#### WHAT IS ASKED
Could you write out the records word for word, starting at the very beginning and ending with the line that contains "[[[144,196],[160,242],[192,242],[188,0],[143,0]]]", including that line?

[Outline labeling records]
>>>

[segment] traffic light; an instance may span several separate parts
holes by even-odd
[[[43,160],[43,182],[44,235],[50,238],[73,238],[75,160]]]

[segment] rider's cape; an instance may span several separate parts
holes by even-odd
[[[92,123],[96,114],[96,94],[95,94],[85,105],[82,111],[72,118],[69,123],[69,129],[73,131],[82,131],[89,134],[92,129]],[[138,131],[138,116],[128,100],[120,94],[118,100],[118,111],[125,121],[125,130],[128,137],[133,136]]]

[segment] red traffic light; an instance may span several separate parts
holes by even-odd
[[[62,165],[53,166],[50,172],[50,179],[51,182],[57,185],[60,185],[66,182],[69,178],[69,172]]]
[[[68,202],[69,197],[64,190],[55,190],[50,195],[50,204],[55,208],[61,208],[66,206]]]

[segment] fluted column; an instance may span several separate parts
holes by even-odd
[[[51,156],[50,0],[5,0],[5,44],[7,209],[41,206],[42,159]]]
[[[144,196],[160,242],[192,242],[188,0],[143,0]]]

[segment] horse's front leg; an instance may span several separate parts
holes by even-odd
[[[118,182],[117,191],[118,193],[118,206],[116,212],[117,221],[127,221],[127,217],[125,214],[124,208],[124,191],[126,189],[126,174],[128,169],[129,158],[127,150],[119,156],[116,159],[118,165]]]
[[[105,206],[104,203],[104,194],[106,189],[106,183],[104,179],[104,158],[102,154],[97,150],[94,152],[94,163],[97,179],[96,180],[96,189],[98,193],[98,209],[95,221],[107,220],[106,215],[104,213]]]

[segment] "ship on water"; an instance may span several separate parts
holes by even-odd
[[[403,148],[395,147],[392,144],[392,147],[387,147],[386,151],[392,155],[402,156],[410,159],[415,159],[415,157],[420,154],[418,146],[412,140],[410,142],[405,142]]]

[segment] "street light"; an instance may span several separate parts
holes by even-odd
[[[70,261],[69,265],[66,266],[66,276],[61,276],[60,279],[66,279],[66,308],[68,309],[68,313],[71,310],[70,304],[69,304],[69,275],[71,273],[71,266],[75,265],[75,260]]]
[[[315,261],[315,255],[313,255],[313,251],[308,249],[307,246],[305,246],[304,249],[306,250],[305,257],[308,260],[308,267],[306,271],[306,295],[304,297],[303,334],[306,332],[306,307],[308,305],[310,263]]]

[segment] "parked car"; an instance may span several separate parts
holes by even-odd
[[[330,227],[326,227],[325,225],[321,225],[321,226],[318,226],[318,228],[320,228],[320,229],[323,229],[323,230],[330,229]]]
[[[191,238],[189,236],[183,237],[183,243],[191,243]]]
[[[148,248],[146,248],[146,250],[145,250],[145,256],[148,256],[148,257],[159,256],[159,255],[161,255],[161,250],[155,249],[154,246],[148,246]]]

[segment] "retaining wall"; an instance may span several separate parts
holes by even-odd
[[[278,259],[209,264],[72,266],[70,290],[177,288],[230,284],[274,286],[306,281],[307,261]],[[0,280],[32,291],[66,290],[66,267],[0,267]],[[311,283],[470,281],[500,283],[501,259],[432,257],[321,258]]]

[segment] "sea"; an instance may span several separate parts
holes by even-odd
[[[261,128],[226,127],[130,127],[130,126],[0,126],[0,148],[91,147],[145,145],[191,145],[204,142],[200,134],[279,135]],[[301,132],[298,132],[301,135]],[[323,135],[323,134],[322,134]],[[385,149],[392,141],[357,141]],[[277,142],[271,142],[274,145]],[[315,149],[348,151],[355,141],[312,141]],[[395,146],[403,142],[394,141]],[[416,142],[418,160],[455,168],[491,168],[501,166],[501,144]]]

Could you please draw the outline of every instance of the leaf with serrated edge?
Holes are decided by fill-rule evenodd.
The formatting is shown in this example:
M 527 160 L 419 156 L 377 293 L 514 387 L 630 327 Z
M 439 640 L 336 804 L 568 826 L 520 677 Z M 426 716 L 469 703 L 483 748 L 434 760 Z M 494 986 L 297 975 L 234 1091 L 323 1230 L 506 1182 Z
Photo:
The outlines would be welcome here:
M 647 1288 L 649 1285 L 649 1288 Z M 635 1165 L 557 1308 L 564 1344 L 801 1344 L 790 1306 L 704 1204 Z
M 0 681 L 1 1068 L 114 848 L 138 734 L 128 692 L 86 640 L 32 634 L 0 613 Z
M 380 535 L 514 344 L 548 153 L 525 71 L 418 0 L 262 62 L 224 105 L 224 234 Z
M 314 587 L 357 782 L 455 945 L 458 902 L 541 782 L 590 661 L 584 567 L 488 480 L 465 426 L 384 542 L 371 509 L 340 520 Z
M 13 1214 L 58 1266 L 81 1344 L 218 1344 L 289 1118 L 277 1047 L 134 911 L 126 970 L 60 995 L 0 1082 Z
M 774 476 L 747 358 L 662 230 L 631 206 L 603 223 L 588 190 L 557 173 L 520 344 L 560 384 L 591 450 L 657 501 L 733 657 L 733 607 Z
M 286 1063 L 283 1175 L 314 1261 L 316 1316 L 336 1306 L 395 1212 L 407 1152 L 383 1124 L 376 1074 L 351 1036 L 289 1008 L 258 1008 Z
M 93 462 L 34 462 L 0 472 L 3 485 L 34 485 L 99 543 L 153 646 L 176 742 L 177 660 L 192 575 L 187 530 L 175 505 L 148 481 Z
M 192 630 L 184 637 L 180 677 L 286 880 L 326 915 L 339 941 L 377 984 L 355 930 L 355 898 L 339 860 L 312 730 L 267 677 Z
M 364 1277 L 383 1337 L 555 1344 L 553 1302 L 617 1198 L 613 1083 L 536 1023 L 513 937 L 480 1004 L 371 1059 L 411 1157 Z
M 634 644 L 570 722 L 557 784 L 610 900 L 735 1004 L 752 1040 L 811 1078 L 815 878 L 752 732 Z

<<<

#### FINAL RESULT
[segment] traffic light; an instance may span several separate parts
holes by even-odd
[[[43,160],[43,182],[44,235],[50,238],[73,238],[75,160]]]

[segment] rider's cape; an instance may span several separate parts
holes by even-odd
[[[92,123],[96,114],[96,94],[95,94],[85,105],[82,111],[72,118],[69,123],[69,129],[73,131],[82,131],[89,134],[92,129]],[[138,131],[138,116],[128,100],[120,94],[118,100],[118,111],[125,121],[125,130],[128,137],[133,136]]]

[segment] red traffic light; an instance may span several separate parts
holes by even-odd
[[[62,165],[53,166],[50,172],[50,179],[51,182],[57,185],[60,185],[66,182],[69,178],[69,172]]]
[[[68,202],[69,197],[64,190],[55,190],[50,195],[50,204],[55,208],[61,208],[66,206]]]

[segment] fluted column; an instance may span several separate parts
holes by even-odd
[[[51,156],[50,0],[5,0],[5,44],[7,209],[41,206],[42,159]]]
[[[144,196],[160,242],[192,242],[188,0],[143,0]]]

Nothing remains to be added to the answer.